**Task statement**. Output exactly, with nothing added, the entries from the first line through the line with "Subject = woman's face".

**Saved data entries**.

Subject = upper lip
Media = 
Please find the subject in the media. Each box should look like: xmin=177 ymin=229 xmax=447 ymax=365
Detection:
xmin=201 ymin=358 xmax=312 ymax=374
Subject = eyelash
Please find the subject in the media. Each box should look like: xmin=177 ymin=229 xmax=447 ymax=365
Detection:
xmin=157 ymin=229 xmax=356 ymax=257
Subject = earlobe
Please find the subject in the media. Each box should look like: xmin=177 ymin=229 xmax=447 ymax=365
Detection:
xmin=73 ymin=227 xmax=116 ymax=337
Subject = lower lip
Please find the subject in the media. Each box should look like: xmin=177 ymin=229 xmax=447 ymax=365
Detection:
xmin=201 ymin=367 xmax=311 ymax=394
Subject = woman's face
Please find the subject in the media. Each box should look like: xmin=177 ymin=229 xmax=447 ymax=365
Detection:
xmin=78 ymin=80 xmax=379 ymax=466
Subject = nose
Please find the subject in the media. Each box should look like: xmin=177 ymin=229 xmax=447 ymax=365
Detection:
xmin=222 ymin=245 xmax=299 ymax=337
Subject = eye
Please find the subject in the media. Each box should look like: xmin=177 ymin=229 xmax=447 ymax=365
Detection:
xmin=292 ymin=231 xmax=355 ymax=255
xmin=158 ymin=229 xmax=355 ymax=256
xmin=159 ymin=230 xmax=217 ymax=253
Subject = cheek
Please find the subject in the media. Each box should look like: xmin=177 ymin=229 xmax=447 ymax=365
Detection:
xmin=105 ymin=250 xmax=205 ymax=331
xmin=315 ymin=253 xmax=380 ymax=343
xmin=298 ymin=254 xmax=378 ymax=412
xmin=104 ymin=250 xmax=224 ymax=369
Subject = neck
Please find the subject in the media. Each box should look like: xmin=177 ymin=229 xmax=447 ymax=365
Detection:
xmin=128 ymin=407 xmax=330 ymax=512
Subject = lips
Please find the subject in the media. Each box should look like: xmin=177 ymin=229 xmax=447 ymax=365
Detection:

**Task result**.
Subject = upper lip
Media = 
Please find the subject in the media. Each box should look like: xmin=177 ymin=229 xmax=447 ymax=365
Detection:
xmin=201 ymin=358 xmax=312 ymax=374
Subject = eyelash
Please find the subject in the media. Each box should look like: xmin=177 ymin=229 xmax=447 ymax=365
Detection:
xmin=157 ymin=229 xmax=356 ymax=257
Subject = earlobe
Please find the subject in the media. Each box should look like: xmin=177 ymin=229 xmax=447 ymax=365
Detection:
xmin=73 ymin=227 xmax=116 ymax=337
Subject = lower lip
Please find the subject in the media. Each box should look like: xmin=177 ymin=229 xmax=447 ymax=365
Detection:
xmin=201 ymin=367 xmax=311 ymax=394
Subject = woman's face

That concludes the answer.